* [Task]: Give the listing again in full, exactly as written.
#####
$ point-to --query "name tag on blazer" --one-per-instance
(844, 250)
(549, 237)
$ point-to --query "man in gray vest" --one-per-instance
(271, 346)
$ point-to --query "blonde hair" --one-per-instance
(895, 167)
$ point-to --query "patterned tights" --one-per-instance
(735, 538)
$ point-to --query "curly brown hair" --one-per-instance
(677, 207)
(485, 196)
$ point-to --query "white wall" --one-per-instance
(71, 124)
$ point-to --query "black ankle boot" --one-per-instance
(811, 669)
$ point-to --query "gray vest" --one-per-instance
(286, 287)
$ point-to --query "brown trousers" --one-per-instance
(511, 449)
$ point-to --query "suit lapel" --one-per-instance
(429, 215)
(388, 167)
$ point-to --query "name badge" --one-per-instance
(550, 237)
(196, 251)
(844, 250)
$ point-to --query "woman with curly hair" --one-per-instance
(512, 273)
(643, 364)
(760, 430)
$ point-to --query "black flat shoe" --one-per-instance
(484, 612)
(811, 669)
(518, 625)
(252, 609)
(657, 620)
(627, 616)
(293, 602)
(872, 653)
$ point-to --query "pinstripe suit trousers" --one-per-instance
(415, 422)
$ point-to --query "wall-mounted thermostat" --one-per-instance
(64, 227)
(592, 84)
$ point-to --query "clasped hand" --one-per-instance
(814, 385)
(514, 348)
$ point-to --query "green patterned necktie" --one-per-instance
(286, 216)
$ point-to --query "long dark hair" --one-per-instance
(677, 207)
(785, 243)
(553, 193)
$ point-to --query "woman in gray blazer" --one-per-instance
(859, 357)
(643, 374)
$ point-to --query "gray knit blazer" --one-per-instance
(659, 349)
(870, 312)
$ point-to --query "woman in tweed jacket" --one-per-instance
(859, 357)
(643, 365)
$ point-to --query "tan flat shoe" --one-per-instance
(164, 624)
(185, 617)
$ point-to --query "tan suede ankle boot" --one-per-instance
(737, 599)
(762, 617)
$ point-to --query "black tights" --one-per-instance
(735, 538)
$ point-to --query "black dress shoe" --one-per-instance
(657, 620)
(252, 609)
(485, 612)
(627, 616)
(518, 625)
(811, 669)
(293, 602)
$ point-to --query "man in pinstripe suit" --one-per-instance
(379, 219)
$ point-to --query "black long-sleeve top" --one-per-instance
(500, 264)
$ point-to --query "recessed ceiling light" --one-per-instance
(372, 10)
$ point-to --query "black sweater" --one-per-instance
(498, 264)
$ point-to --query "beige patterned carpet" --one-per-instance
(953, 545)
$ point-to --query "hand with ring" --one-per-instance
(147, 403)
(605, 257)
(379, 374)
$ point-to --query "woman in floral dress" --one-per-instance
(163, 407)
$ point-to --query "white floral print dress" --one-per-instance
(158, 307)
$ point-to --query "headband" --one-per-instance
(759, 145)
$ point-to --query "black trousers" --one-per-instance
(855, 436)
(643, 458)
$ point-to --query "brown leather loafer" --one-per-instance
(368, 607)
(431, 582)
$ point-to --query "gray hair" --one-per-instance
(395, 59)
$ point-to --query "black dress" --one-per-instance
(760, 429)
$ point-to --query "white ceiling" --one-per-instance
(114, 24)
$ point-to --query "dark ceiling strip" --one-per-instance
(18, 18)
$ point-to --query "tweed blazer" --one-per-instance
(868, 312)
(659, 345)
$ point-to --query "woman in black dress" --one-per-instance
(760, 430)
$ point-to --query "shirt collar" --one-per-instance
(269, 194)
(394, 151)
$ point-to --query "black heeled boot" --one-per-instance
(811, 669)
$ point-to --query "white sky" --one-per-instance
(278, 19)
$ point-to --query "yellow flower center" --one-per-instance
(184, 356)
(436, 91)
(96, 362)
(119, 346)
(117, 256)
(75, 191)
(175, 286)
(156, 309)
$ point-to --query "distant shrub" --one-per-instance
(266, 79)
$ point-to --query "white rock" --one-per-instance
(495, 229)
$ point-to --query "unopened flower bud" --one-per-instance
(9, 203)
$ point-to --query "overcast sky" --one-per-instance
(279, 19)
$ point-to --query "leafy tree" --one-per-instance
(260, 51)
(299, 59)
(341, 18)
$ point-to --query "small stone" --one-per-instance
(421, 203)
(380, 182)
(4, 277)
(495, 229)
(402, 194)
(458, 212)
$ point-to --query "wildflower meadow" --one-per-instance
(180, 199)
#####
* [Reply]:
$ point-to --query "name tag on blazer" --one-per-instance
(844, 250)
(549, 237)
$ point-to --query "man in gray vest" --one-per-instance
(271, 346)
$ point-to --query "blonde hair" --one-per-instance
(895, 167)
$ point-to --query "patterned tights" --one-per-instance
(735, 538)
$ point-to --query "curly brown hair" --one-per-instance
(677, 207)
(485, 196)
$ point-to --query "white wall" --one-per-instance
(71, 124)
$ point-to --query "black ankle boot" --one-per-instance
(811, 669)
$ point-to --query "gray vest" --one-per-instance
(286, 287)
$ point-to --query "brown trousers" --one-per-instance
(511, 449)
$ point-to --query "suit lapel" --one-per-instance
(429, 215)
(388, 167)
$ point-to --query "name badge" --one-per-instance
(550, 237)
(196, 251)
(844, 250)
$ point-to --query "woman with curly hair" --one-per-instance
(512, 273)
(643, 364)
(760, 430)
$ point-to --query "black flat shoe" --one-per-instance
(484, 612)
(811, 669)
(518, 625)
(252, 609)
(657, 620)
(627, 616)
(293, 602)
(872, 653)
$ point-to --query "pinstripe suit trousers" --one-per-instance
(415, 422)
$ point-to --query "wall-mounted thermostat" --one-per-instance
(64, 227)
(592, 84)
$ point-to --query "clasped hand" --one-per-instance
(814, 385)
(514, 348)
$ point-to --query "green patterned necktie" --one-per-instance
(286, 216)
$ point-to --query "long dark hair" --one-per-instance
(677, 207)
(785, 243)
(553, 193)
$ point-to --query "woman in gray blazer" --one-per-instance
(859, 357)
(643, 374)
$ point-to --query "gray knit blazer" --one-per-instance
(659, 349)
(870, 312)
$ point-to --query "woman in tweed jacket" --one-per-instance
(859, 357)
(643, 365)
$ point-to --query "tan flat shoe" --one-per-instance
(164, 624)
(185, 617)
$ point-to --query "tan suede ankle boot" --one-per-instance
(737, 599)
(762, 617)
$ point-to --query "black tights" --one-per-instance
(735, 538)
$ point-to --query "black dress shoe" --one-per-instance
(657, 620)
(252, 609)
(485, 612)
(627, 616)
(518, 625)
(811, 669)
(293, 602)
$ point-to --query "man in pinstripe suit" --one-per-instance
(379, 219)
$ point-to --query "black long-sleeve top" --one-per-instance
(500, 264)
$ point-to --query "recessed ceiling light" --one-per-instance
(372, 10)
$ point-to --query "black sweater" --one-per-instance
(498, 264)
$ point-to --query "beige patterned carpet" --one-per-instance
(953, 545)
$ point-to --query "hand with ring" --one-per-instance
(147, 403)
(605, 257)
(379, 374)
$ point-to --query "woman in floral dress" --one-per-instance
(163, 407)
$ point-to --query "white floral print dress" --one-per-instance
(158, 307)
$ point-to --query "headband" --one-per-instance
(759, 145)
$ point-to --query "black trousers" --one-per-instance
(855, 436)
(643, 458)
$ point-to --query "brown leather loafer" --one-per-instance
(368, 607)
(431, 582)
$ point-to --query "gray hair" --one-per-instance
(395, 59)
$ point-to --query "black dress" --one-per-instance
(760, 429)
$ point-to --query "white ceiling" --one-per-instance
(114, 24)
$ point-to --query "dark ceiling strip" --one-per-instance
(18, 18)
$ point-to --query "tweed blazer" --one-per-instance
(868, 312)
(659, 345)
$ point-to --query "woman in black dress" --one-per-instance
(760, 430)
$ point-to --query "shirt collar" --one-per-instance
(269, 194)
(394, 151)
$ point-to --query "black heeled boot" --one-per-instance
(811, 669)
$ point-to --query "white sky" --one-per-instance
(278, 19)
$ point-to --query "yellow flower center" --one-per-instance
(184, 356)
(436, 91)
(96, 362)
(119, 346)
(117, 256)
(75, 191)
(175, 286)
(156, 309)
$ point-to --query "distant shrub" --one-per-instance
(266, 79)
$ point-to --query "white rock" --one-per-instance
(495, 229)
$ point-to --query "unopened flower bud" --one-per-instance
(9, 203)
$ point-to --query "overcast sky" --one-per-instance
(279, 19)
$ point-to --query "leafy tree" --one-per-instance
(260, 51)
(299, 59)
(341, 18)
$ point-to --query "small stone" --one-per-instance
(421, 203)
(380, 182)
(4, 277)
(495, 229)
(402, 194)
(458, 212)
$ point-to --query "wildflower meadow" --one-per-instance
(180, 199)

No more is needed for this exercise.